Pinter's "Betrayal" (1978) recounts, in reverse chronological order, the story of a romantic triangle involving a husband and wife, Robert and Emma, and Robert's oldest friend, Jerry. In Scene 2 -- early in the play, late in the story -- Jerry invites Robert to his house, commencing a subtle test of who knows what about whom.

Jerry sitting. Robert standing, with glass.

Jerry: I must speak to you. It's important.

Robert: Speak.

Jerry: Yes.


Robert: You look quite rough.


What's the trouble?


It's not about you and Emma, is it?


I know all about that.

Jerry: Yes. So I've . . . been told.

Robert: Ah.


Well, it's not very important, is it? Been over for years, hasn't it?

Jerry: It is important.

Robert: Really? Why?

(Jerry stands, walks about.)

Jerry: I thought I was going to go mad.

Robert: When?

# EXERCISE BRIEF
Copy the scene from "Betrayal" word for word, from "I know all about" to "It is important.".

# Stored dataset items

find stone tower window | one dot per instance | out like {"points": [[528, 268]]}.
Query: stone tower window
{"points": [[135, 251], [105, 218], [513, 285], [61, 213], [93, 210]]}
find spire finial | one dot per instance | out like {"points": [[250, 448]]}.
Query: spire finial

# COMPLETED TASK
I know all about that.

Jerry: Yes. So I've . . . been told.

Robert: Ah.


Well, it's not very important, is it? Been over for years, hasn't it?

Jerry: It is important.